Text to read –
————
Being a **10-second child in a 1-second world simply means that the child has a slower processing speed. The concept implies an expectations mismatch between the adult speaker and the child. Our cultural assumption is that children are supposed to “process” information immediately and respond accordingly. But the 10 second child needs way more time! This idea can be applied to all differently-wired brains. If you’ve read the other Post Perm Newsletters, you are well aware that your adopted child most likely experienced trauma that changed their brain. These changes include processing speed. Keep reading to learn how your child may actually be one of those 10-second children in a 1-second world.
Next time someone asks you a question, count slowly till 10 in your head before you answer. Look at their face and you will see frustration. Ten seconds. Our fast paced world isn’t designed for those 1o seconds. Waiting that long for a response is not accepted or tolerated. Allowing at least 10 seconds for a response as a parent is tough. Our world is fast. Our communication pace is fast. But what if your child needs that time in order to function? What if we allowed that 10 seconds in our communications with our children?
Is This My Child?
Does your child ignore you when you call their name? Do you find yourself repeating things to your child again and again? Is "I don't know" your kid's go to phrase? Do you find that your child seems to make things up when you ask questions? Is your kid shutting down more and more when faced with challenging tasks?
If you answered yes to any of these questions, your child may need more time to process information, demands, and all forms of communication. The way you can know if this is your kid is to start giving them more time. Sometimes 10 seconds is not nearly enough time. Try 5 minutes. See if your child will answer when you call their name if you wait. See if you can stop repeating yourself. See if the “I don’t knows” suddenly decrease. See if your child starts managing challenges better just by slowing your pace, your words, your expectations.
————
Object pointing dataset rows
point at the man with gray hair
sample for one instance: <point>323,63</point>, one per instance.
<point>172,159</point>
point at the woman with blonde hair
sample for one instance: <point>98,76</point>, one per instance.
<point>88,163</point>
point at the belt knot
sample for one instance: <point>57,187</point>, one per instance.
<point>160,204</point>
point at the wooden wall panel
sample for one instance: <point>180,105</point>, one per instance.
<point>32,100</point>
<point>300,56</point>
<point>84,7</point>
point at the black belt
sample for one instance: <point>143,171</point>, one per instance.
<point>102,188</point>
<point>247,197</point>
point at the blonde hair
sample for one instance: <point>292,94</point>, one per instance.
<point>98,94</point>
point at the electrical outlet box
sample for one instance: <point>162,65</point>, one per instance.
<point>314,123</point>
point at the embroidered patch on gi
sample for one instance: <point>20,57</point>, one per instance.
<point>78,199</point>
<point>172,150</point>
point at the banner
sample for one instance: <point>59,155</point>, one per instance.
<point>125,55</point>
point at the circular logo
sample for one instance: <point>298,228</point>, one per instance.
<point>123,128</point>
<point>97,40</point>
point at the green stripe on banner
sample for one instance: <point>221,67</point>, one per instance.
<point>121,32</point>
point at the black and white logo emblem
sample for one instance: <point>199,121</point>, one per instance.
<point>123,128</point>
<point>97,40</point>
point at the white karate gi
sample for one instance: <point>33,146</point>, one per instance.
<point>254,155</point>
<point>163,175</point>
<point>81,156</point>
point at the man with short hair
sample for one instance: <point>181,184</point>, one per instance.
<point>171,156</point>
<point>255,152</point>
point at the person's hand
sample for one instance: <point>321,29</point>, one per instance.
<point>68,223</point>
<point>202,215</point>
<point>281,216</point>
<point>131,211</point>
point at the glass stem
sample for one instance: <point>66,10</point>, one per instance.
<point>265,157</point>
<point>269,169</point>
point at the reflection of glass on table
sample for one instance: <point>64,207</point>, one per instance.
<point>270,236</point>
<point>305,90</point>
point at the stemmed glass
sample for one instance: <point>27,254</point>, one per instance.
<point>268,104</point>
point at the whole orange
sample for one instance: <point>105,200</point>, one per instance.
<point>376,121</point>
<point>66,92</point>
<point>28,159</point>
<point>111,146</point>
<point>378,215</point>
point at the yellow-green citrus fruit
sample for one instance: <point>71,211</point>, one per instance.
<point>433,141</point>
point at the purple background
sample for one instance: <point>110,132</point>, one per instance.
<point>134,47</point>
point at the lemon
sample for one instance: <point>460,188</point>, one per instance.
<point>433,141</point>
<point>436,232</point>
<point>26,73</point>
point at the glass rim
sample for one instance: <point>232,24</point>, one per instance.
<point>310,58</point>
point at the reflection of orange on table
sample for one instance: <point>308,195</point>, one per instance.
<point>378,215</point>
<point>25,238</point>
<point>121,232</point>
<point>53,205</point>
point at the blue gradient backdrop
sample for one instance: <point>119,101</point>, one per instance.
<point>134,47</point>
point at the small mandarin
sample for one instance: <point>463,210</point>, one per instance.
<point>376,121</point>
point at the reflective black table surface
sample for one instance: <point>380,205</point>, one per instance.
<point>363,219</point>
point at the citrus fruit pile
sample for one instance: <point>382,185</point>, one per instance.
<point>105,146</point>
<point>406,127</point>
————
Task instructions –
• a. Using the passage on processing speed, explain why an adopted child may need more time to respond.
• b. In the passage on processing speed, how long does it suggest waiting when 10 seconds is not enough?

Solutions –
• a. The adopted child most likely went through trauma that changed their brain. Those changes include processing speed, so the child may need more time.

• b. Five minutes.